_Directions for this task_
Pull every line from the records below and reproduce each one word for word, in order.

━━━━

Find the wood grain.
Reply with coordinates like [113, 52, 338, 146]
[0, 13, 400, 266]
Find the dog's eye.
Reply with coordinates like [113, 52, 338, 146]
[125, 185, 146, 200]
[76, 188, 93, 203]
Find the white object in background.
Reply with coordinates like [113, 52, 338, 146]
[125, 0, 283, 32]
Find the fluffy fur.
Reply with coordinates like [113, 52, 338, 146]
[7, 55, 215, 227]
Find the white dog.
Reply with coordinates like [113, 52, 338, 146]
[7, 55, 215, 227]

━━━━

_Finished task_
Find the wood grain.
Reply with coordinates like [113, 52, 338, 146]
[0, 13, 400, 266]
Find the dog's eye.
Reply with coordinates like [113, 52, 338, 146]
[125, 185, 146, 200]
[76, 188, 93, 203]
Find the white object in background.
Reply with coordinates like [113, 52, 338, 146]
[125, 0, 283, 32]
Find the fluffy fur.
Reply with coordinates like [113, 52, 338, 146]
[7, 55, 215, 227]
Find the white dog.
Reply with coordinates like [113, 52, 338, 146]
[7, 55, 215, 227]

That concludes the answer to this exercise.